** Begin Entries shown **
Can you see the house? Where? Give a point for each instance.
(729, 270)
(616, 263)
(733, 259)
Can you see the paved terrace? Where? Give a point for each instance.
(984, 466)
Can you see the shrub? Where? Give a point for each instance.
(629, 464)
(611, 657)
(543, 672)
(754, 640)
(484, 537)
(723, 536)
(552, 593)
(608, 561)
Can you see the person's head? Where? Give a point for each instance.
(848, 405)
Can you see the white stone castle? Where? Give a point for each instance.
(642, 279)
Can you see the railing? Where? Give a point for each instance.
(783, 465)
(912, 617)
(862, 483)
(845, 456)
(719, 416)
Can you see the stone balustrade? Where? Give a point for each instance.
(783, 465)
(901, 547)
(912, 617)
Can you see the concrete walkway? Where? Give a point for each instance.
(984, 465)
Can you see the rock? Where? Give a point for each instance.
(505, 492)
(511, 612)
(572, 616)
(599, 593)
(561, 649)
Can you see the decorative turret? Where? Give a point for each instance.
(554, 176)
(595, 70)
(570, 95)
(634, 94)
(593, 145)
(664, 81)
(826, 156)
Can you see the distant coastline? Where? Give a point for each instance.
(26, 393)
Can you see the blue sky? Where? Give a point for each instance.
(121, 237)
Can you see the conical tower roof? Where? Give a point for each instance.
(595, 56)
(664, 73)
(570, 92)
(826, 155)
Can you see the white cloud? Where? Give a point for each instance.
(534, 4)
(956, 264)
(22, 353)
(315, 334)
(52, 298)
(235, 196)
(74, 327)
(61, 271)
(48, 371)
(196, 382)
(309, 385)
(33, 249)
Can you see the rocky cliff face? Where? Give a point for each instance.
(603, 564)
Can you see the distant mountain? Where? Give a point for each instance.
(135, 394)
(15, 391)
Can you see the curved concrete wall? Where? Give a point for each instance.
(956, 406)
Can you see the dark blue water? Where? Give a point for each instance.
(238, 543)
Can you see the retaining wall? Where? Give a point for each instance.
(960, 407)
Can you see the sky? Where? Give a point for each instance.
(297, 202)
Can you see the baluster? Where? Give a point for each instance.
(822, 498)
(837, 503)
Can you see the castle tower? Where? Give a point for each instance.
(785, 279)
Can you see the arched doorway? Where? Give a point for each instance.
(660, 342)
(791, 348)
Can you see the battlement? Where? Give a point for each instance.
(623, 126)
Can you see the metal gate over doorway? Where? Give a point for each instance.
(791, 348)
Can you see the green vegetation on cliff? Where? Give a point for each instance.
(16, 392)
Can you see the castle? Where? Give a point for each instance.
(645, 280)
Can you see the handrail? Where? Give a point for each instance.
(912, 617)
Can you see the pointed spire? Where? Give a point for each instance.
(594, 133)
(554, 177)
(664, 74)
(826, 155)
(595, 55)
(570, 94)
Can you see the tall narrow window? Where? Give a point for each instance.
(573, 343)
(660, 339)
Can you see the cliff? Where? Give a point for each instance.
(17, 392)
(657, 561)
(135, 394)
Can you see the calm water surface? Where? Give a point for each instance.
** End Entries shown **
▶ **Exercise**
Could you convert the rows into a numbered list, starting at the line that contains "Can you see the metal" and ending after the last row, with blank lines left out?

▶ **Result**
1. Can you see the metal gate over doorway? Where? Give a point for each instance.
2. (791, 348)
3. Can you see the green vegetation on cliff? Where? Give a point for each instance.
4. (16, 392)
5. Can you see the castle? Where? Give a point for each instance.
6. (645, 280)
7. Can you see the handrail? Where? Give a point for each instance.
8. (912, 617)
9. Can you see the pointed spire? Where? Give a point for each instance.
10. (594, 133)
11. (554, 177)
12. (664, 74)
13. (826, 155)
14. (595, 55)
15. (570, 94)
16. Can you see the tall narrow window? Where? Give a point for each instance.
17. (573, 343)
18. (660, 339)
19. Can you see the cliff? Where? Give a point for each instance.
20. (17, 392)
21. (657, 561)
22. (135, 394)
23. Can you see the calm water surface? Where? Give a point for each instance.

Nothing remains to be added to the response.